___ DADOS FORNECIDOS ___

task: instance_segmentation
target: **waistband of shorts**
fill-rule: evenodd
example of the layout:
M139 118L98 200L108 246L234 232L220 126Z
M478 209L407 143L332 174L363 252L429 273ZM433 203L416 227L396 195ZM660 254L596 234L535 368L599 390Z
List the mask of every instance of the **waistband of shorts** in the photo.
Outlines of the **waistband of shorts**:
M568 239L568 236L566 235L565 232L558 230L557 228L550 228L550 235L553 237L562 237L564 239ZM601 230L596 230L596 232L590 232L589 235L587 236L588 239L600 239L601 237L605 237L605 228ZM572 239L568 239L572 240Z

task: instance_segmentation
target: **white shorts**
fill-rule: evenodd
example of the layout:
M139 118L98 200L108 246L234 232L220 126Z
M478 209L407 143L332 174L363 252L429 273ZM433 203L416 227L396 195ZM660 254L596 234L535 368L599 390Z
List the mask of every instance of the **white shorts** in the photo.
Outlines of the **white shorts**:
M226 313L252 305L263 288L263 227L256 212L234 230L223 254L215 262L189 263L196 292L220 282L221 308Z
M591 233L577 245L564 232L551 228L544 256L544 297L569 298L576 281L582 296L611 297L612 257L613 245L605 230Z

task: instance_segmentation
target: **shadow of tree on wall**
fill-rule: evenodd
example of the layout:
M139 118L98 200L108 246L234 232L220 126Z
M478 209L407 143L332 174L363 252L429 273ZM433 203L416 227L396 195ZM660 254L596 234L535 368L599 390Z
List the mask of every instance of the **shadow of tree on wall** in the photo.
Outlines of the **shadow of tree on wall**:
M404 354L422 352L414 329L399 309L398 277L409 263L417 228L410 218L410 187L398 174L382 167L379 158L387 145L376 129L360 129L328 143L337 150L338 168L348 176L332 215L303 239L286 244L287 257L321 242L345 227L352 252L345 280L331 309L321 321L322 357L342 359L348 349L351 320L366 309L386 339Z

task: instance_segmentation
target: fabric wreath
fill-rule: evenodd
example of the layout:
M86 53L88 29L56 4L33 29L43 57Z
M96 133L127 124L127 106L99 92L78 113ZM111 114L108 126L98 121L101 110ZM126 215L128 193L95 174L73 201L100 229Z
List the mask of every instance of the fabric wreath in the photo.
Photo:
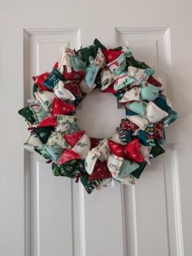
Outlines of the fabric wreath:
M164 152L165 127L179 117L154 73L127 46L107 50L95 39L77 51L62 47L53 69L33 77L34 101L19 111L28 126L24 144L52 162L54 175L80 180L88 193L113 179L134 184L150 160ZM91 138L75 115L96 87L125 109L110 138Z

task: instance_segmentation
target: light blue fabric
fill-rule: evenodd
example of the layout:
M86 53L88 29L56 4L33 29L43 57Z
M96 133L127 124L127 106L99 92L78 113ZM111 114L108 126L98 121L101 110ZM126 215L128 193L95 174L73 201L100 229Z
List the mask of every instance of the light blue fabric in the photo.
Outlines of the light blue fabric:
M145 101L134 101L131 104L126 104L126 107L139 114L141 117L145 117L146 116L146 108L147 103Z
M134 81L135 79L133 77L129 76L128 72L122 72L114 83L114 90L118 90L126 87Z
M153 101L158 97L161 90L161 87L154 86L149 82L142 82L142 90L140 91L141 99Z
M84 71L86 69L86 64L77 55L71 55L72 68L76 71Z

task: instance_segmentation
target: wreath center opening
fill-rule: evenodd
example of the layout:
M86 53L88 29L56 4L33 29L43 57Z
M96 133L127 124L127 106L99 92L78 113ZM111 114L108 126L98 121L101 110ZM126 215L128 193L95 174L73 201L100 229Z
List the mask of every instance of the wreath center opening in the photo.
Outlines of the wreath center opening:
M110 137L124 118L124 109L117 108L116 98L111 93L93 90L76 108L78 126L91 137Z

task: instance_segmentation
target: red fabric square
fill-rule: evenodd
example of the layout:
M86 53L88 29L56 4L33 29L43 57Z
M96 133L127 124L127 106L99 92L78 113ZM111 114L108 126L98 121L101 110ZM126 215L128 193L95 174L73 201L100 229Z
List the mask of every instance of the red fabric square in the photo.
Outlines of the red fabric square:
M140 151L138 139L134 139L124 146L126 157L129 160L136 162L143 162L144 159Z
M81 159L80 156L74 151L70 148L65 149L65 151L61 155L59 161L58 162L59 166L63 165L66 161L74 160L74 159Z
M111 152L117 157L125 157L124 147L120 143L117 143L112 140L108 140L108 145Z
M72 134L65 135L63 138L68 143L69 143L72 147L74 147L85 133L85 130L80 130Z
M57 117L48 117L44 118L39 124L37 127L44 126L57 126Z

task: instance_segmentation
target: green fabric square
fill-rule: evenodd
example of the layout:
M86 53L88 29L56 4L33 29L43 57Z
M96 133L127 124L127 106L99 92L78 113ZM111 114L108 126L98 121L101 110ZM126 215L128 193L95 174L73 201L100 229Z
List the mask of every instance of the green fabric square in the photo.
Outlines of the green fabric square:
M52 133L54 131L54 127L37 127L34 129L34 132L39 136L39 139L41 140L43 143L46 143L47 140Z
M76 71L85 72L86 64L77 55L71 55L72 68Z
M146 166L146 161L143 161L142 163L138 163L138 165L139 165L139 167L132 172L132 174L137 179L139 179L139 177L141 176L143 170L145 169Z
M150 67L144 62L136 60L133 58L128 58L128 65L142 69L150 68Z
M19 110L19 114L24 117L31 125L35 123L35 117L33 113L33 111L30 109L28 106Z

___

### OBJETIVO DO EXERCÍCIO
Reescreva o material desde o início até a linha que contém "M568 239L568 236L566", inclusive, substituindo "waistband of shorts" por "belt of shorts" e mantendo todo o restante inalterado.

### SOLUÇÃO DO EXERCÍCIO
task: instance_segmentation
target: **belt of shorts**
fill-rule: evenodd
example of the layout:
M139 118L98 200L108 246L234 232L220 126Z
M478 209L407 143L332 174L363 252L429 273ZM433 203L416 227L396 195ZM660 254L596 234L535 368L599 390Z
List the mask of every instance of the **belt of shorts** in the photo.
Outlines of the **belt of shorts**:
M568 239L568 236L566 235L565 232L558 230L557 228L550 228L550 235L553 237L562 237L564 239ZM601 230L596 230L596 232L590 232L589 235L587 236L588 239L600 239L601 237L605 237L605 228ZM572 239L568 239L572 240Z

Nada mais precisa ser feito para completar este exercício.